**Exercise prompt:**
Here is the listing. Print it exactly.

**Provided material:**

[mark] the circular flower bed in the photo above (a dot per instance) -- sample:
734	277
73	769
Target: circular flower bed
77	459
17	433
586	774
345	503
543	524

**Solution for this exercise:**
[mark] the circular flower bed in the photo above (a dot per instance) -- sample:
734	277
73	769
Target: circular flower bed
77	459
17	433
586	774
345	503
543	524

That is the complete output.